■ Stated exercise ■
Repeat the listing below word for word, including every line and every coordinate pair.

-- Input rows start --

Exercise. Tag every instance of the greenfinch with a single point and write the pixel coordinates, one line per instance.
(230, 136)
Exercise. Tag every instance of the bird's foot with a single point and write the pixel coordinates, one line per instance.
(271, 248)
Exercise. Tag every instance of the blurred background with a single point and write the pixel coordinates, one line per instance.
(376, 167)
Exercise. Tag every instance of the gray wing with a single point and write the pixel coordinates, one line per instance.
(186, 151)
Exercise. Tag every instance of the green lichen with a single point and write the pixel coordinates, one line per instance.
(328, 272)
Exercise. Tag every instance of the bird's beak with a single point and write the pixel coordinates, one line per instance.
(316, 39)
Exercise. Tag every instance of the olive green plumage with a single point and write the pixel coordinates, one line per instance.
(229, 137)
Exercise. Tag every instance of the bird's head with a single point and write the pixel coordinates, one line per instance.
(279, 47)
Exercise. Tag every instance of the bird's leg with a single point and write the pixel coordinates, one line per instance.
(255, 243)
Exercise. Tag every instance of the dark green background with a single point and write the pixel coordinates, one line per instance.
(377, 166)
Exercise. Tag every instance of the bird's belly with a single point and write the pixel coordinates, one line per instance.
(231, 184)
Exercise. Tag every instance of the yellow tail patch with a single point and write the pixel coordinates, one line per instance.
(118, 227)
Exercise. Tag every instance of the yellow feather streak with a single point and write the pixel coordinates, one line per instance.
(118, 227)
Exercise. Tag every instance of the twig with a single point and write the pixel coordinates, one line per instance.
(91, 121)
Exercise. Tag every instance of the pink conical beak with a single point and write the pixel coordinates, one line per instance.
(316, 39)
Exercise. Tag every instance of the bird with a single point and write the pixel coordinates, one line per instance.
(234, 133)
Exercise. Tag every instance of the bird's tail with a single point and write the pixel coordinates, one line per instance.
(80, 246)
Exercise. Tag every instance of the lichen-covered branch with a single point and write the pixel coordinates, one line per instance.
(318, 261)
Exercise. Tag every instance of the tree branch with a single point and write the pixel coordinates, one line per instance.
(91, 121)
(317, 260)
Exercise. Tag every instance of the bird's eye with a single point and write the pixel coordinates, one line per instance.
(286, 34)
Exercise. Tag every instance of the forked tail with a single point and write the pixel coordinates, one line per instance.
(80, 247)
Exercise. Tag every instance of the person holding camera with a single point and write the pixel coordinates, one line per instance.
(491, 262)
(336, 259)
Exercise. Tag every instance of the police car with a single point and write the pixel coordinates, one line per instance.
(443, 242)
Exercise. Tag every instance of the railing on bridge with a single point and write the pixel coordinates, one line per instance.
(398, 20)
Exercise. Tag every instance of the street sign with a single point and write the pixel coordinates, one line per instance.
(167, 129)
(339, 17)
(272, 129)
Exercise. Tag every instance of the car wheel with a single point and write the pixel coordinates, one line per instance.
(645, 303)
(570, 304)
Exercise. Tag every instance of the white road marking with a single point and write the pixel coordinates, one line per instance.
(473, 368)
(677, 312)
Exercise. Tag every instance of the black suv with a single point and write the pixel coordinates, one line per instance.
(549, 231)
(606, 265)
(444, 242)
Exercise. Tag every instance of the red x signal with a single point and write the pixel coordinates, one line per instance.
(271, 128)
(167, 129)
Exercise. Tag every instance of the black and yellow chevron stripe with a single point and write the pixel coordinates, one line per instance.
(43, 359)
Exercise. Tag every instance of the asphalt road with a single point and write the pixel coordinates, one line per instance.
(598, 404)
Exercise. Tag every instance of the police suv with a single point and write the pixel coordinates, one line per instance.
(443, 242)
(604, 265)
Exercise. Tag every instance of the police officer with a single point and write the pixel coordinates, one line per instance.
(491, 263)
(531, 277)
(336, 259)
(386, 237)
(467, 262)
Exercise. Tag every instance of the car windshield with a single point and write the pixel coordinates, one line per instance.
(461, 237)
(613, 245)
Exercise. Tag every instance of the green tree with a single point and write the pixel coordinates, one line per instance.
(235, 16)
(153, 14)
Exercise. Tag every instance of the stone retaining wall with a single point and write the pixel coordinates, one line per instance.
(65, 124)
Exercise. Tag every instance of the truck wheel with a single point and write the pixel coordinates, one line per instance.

-- Input rows end --

■ Exercise output ■
Exercise. Tag every instance of the greenfinch with a single point and write the pixel coordinates, one line per instance.
(230, 136)
Exercise. Tag every instance of the bird's foot with a single point and write the pixel coordinates, one line per instance.
(271, 248)
Exercise. Tag every instance of the blurred background with a single point and write the pixel coordinates, one line per instance.
(376, 167)
Exercise. Tag every instance of the gray wing with a single point and write the pixel coordinates, one line per instance.
(186, 151)
Exercise. Tag every instance of the green lichen with a single point and write the pixel coordinates, one line per instance.
(328, 272)
Exercise. Tag every instance of the bird's beak with a single point and write the pixel coordinates, one line per instance.
(316, 39)
Exercise. Tag every instance of the olive green plumage with a single point and write the pixel coordinates, one line per instance.
(229, 137)
Exercise. Tag every instance of the bird's head with a single point and write the pixel coordinates, one line per instance.
(279, 47)
Exercise. Tag every instance of the bird's leg with a single point and write the pixel coordinates, one line per instance.
(255, 243)
Exercise. Tag every instance of the dark green background with a single point and write the pixel coordinates, one line per instance.
(377, 166)
Exercise. Tag every instance of the bird's belly with a single point and write the pixel coordinates, one line per instance.
(231, 184)
Exercise. Tag every instance of the yellow tail patch with a single point and write the pixel coordinates, one line per instance.
(118, 227)
Exercise. Tag every instance of the yellow feather streak with a single point and write the pixel coordinates, one line per instance.
(118, 227)
Exercise. Tag every instance of the twig with a single point and write the pixel coordinates, one line per instance.
(91, 121)
Exercise. Tag every instance of the pink conical beak with a single point and write the pixel coordinates, one line per instance.
(316, 39)
Exercise. Tag every instance of the bird with a single point and write the pixel coordinates, one line per instance.
(234, 133)
Exercise. Tag every instance of the bird's tail with a single point and write the pixel coordinates, one line per instance.
(80, 246)
Exercise. Tag every instance of the lichen-covered branch with a single point and write the pixel coordinates, one line per instance.
(318, 261)
Exercise. Tag every instance of the tree branch with a single point and write the pixel coordinates, one line per instance.
(91, 121)
(317, 260)
Exercise. Tag every instance of the bird's eye with a single point and write the pixel coordinates, one line per instance.
(286, 34)
Exercise. Tag every instance of the forked tail with a single point and write the pixel coordinates, one line per instance.
(80, 247)
Exercise. Tag every instance of the person holding camera with a single point and write the pixel coordinates, one line per instance.
(491, 262)
(336, 259)
Exercise. Tag every instance of the police car with a single point and write the pixel coordinates, one line per instance.
(443, 242)
Exercise. Tag every instance of the railing on bridge with a single point and write the pixel coordinates, one line per instance.
(398, 20)
Exercise. Tag every instance of the street sign with a single point and write the pixel coordinates, one line per instance.
(167, 129)
(339, 17)
(272, 129)
Exercise. Tag every instance of the car wheel with a single point and write the pixel coordinates, one line per instance.
(645, 303)
(570, 304)
Exercise. Tag every instance of the white road marking with a single point and write the pixel coordinates, one line per instance.
(473, 368)
(677, 312)
Exercise. Tag every instance of the black suv with a single point and write the pixel coordinates, one line per instance.
(549, 231)
(606, 265)
(444, 242)
Exercise. Tag every instance of the red x signal with a single point and write the pixel coordinates, one line per instance.
(271, 128)
(167, 129)
Exercise. Tag every instance of the black and yellow chevron stripe with a single point and write the pixel coordinates, one line per instance.
(43, 359)
Exercise. Tag every instance of the asphalt road with a single point and write the pixel coordinates, one line per instance.
(598, 404)
Exercise. Tag every instance of the police suv with a single point and write the pixel coordinates, one line per instance.
(443, 242)
(604, 265)
Exercise. Tag every instance of the police officer with a single point and write the pixel coordinates, one line per instance.
(491, 263)
(531, 277)
(336, 259)
(386, 237)
(467, 262)
Exercise. Tag every instance of the car windshield with a single point and write the pixel coordinates, one line per instance.
(461, 237)
(613, 245)
Exercise. Tag every instance of the green tree with a single point and write the pixel coordinates, one line per instance.
(235, 16)
(153, 14)
Exercise. Tag every instance of the stone retaining wall with a single point and write the pixel coordinates, one line per instance.
(65, 124)
Exercise. Tag every instance of the truck wheel with a single point and write the pixel coordinates, one line per instance.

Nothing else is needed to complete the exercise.